Document extract:

    'Pretending to be normal' by Liane Holliday Willey

    'The electricity of every living thing' by Katherine May

    'A pony in the bedroom' by Susan Dunne (this also has the most accurate description of the experience of post traumatic stress that I've ever read)

    'The girl with the curly hair' by Alis Rowe is a very well laid out book that would be good for NTs to read.

    I have my diagnosis in 2 weeks, so am slightly nervous in case they say I don't have ASD, as I'm pretty sure I have! 

    I hope you start to feel more positive soon.

  • ones i have read and liked: (Odd girl out is good)

    Nerdy Shy and socially inappropriate - Cynthia Kim " - and her blog www.musingsofanaspie.com  (this is one of the first I read and made me pretty sure I was aspie - pages of it could have been written for me)

    Aspergers for Dummies (there is also Autism for Dummies)

    Aspergirls - Rudy Simone

    An Adult with an Autism Diagnosis: A Guide for the Newly Diagnosed - Gillan Drew

    Been there done that an aspie guide - compendium

    If you don't mind what are probably less than legal pdfs, this site has several of those books on: https://www.pdfdrive.com/

  • Hi, I was diagnosed last December. I think that being diagnosed can trigger a lot of different emotions. Some people do feel a sense of grief and depression. The diagnostic reports are horrible things to read! I read mine twice and then shoved it in a drawer. I didn’t find it particularly pleasant to read about all my social and communication  mistakes either! 

    But, there are positives to come out of a diagnosis. It will open up a whole new understanding of yourself and hopefully enable you to make life changes that will make your life easier. 

    Do you have a support plan in place? Are you in contact with your local autism services? It might be worth making an appointment with your GP to discuss how you are currently feeling as they will be able to help you and also signpost you to relevant services.

    Good luck!

Recorded information:
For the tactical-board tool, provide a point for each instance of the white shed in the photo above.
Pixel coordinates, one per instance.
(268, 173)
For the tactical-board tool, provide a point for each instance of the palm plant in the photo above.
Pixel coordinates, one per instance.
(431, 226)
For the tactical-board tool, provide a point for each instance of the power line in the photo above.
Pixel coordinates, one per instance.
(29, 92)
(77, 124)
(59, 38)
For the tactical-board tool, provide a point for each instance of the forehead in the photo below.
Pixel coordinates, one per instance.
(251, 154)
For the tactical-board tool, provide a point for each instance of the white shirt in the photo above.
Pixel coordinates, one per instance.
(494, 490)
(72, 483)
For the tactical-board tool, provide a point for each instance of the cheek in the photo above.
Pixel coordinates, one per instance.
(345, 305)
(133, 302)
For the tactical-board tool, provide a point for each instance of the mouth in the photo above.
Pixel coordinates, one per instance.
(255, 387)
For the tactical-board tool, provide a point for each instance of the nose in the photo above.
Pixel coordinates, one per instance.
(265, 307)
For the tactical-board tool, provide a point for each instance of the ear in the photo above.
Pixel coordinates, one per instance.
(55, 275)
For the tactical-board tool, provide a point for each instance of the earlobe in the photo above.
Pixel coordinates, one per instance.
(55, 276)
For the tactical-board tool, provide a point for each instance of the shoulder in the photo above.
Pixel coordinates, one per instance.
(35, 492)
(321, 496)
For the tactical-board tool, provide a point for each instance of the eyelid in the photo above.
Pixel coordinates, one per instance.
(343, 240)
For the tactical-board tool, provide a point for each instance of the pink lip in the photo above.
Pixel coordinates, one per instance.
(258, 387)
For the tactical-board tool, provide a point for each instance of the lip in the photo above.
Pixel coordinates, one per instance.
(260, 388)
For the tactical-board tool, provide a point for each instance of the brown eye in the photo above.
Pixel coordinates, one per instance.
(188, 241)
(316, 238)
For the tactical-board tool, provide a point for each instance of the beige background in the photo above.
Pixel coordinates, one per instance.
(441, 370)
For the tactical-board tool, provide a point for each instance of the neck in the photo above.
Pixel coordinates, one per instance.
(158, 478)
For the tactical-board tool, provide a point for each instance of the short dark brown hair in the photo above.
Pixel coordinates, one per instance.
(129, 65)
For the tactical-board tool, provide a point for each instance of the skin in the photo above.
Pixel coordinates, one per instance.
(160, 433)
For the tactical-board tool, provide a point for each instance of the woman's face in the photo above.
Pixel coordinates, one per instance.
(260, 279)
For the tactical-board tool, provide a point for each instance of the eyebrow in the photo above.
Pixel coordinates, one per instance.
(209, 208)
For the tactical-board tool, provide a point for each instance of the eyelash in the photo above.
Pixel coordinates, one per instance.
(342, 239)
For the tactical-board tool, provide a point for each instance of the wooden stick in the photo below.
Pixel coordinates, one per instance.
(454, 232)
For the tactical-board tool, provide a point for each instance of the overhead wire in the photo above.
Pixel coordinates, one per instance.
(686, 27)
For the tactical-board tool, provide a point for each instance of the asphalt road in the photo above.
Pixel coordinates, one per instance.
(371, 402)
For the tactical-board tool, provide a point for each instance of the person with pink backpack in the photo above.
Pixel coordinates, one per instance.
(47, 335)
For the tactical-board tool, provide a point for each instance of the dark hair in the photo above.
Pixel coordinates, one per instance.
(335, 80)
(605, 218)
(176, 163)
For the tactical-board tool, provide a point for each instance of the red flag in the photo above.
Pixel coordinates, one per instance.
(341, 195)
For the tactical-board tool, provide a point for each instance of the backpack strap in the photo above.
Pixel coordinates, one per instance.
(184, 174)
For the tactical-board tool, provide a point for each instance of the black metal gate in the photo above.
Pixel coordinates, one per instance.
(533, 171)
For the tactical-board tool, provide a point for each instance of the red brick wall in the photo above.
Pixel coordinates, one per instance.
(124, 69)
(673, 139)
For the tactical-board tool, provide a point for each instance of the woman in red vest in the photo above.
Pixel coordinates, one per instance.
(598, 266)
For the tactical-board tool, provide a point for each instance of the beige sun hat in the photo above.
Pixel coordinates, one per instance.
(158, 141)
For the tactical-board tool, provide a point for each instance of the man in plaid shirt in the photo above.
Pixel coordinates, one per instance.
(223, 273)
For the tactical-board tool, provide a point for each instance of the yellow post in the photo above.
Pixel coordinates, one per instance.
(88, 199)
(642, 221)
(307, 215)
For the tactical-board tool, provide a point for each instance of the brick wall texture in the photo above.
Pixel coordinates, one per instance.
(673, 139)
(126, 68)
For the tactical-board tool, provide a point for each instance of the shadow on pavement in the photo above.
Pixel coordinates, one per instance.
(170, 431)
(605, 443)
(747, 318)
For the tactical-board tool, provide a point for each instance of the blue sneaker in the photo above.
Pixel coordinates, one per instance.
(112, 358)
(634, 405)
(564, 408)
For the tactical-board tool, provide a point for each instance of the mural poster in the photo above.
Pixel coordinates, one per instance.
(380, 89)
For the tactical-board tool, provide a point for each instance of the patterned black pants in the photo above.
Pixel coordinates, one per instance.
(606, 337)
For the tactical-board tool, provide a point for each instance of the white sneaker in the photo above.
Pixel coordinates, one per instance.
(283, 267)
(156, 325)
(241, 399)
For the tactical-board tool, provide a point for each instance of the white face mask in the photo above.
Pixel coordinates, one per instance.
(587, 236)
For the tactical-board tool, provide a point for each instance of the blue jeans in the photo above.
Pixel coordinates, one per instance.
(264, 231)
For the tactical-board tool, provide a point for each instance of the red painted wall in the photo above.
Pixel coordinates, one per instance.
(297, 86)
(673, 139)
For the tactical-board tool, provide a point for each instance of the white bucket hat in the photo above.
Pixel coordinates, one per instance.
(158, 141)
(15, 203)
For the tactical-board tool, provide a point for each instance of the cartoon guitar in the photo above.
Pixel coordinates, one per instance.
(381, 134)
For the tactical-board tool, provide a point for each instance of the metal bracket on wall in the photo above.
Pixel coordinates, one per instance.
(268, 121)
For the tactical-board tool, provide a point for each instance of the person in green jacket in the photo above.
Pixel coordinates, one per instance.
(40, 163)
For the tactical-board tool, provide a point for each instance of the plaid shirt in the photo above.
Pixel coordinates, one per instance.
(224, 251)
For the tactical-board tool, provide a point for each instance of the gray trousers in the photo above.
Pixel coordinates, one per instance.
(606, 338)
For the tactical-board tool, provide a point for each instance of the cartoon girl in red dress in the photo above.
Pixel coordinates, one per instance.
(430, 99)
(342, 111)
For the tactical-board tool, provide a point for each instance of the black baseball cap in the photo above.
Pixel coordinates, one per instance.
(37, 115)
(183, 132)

Set of tasks:
1 - Answer these questions from the forum text:
(a) Which book does the text say has the most accurate description of post traumatic stress?
(b) Which blog is listed alongside Cynthia Kim's book?
(c) When was the writer of the final post diagnosed?
2 - List every author the forum text names with a book title.
3 - Reproduce part of the forum text word for word, beginning at the words "I have my diagnosis" and stopping after "Autism for Dummies)".

Outputs by task:
1 -
(a) 'A pony in the bedroom' by Susan Dunne
(b) www.musingsofanaspie.com
(c) Last December

2 - Liane Holliday Willey, Katherine May, Susan Dunne, Alis Rowe, Cynthia Kim, Rudy Simone, Gillan Drew

3 -
I have my diagnosis in 2 weeks, so am slightly nervous in case they say I don't have ASD, as I'm pretty sure I have! 

    I hope you start to feel more positive soon.

  • ones i have read and liked: (Odd girl out is good)

    Nerdy Shy and socially inappropriate - Cynthia Kim " - and her blog www.musingsofanaspie.com  (this is one of the first I read and made me pretty sure I was aspie - pages of it could have been written for me)

    Aspergers for Dummies (there is also Autism for Dummies)